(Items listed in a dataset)
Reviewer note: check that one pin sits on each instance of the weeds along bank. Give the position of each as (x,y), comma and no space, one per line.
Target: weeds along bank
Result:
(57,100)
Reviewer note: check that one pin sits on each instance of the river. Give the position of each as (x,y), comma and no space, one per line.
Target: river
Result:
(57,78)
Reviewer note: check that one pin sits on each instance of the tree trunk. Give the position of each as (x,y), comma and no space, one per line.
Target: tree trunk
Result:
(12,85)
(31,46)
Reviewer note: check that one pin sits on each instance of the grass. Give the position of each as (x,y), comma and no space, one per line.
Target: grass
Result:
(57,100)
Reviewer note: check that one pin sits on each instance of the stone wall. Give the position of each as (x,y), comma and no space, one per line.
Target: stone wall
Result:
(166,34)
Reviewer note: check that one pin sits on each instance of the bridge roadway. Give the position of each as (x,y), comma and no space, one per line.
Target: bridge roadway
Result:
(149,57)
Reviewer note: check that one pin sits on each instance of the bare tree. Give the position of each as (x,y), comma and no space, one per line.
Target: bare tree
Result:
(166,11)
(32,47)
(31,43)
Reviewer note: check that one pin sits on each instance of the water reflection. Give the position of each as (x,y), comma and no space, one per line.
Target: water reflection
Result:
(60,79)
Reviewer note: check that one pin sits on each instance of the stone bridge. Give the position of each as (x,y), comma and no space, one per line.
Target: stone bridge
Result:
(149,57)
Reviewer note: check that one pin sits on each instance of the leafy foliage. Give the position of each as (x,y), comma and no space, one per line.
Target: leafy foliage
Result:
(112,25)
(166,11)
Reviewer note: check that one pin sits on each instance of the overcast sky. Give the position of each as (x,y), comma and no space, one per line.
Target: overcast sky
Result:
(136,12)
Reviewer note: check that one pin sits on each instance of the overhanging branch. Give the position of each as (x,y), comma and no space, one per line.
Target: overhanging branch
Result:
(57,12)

Exercise task -> Reproduce all of the data above line for line, without changing anything.

Exercise result ->
Reviewer note: check that one pin sits on each instance of the weeds along bank. Give the position of each as (x,y), comma and no space, one per line.
Target: weeds along bank
Result:
(57,100)
Reviewer note: check that one pin sits on each instance of the river. Give the position of each as (x,y), comma and no space, one per line.
Target: river
Result:
(57,78)
Reviewer note: check that one pin sits on each instance of the tree trunk. Give the position of each as (x,y), comma and no space, one per line.
Target: tree trunk
Result:
(12,85)
(31,46)
Reviewer note: check that one pin sits on each instance of the grass. Give the position of each as (x,y), comma and no space, one per line.
Target: grass
Result:
(57,100)
Reviewer note: check that one pin sits on each instance of the stone wall. Give the position of each as (x,y), comma and no space, one per line.
Target: stone wall
Result:
(166,34)
Reviewer note: check that one pin sits on each instance of the bridge roadway. Give the position of each as (x,y), comma and no space, one per line.
Target: bridge roadway
Result:
(149,57)
Reviewer note: check that one pin sits on each instance of the bare tree. Give the position of each as (x,y), comma and no space, one per line.
Target: bare tree
Result:
(166,11)
(32,47)
(31,43)
Reviewer note: check that one pin sits on each instance of the water reflection. Give the position of each as (x,y), comma and no space, one per line.
Target: water reflection
Result:
(60,79)
Reviewer note: check that one pin sits on each instance of the stone bridge. Give the position of each as (x,y), comma and no space, one per line.
Target: stone bridge
Result:
(149,57)
Reviewer note: check that one pin sits on each instance of the leafy foliage. Give the position of each as (x,y), comma and no space, one per line.
Target: leafy foliage
Result:
(112,25)
(166,11)
Reviewer note: check that one pin sits on each instance of the overcast sky. Give the position of each as (x,y), comma and no space, one per line.
Target: overcast sky
Result:
(136,12)
Reviewer note: check that one pin sits on each instance of the overhanging branch. Give the position of each as (x,y), comma and no space, one per line.
Target: overhanging branch
Result:
(57,12)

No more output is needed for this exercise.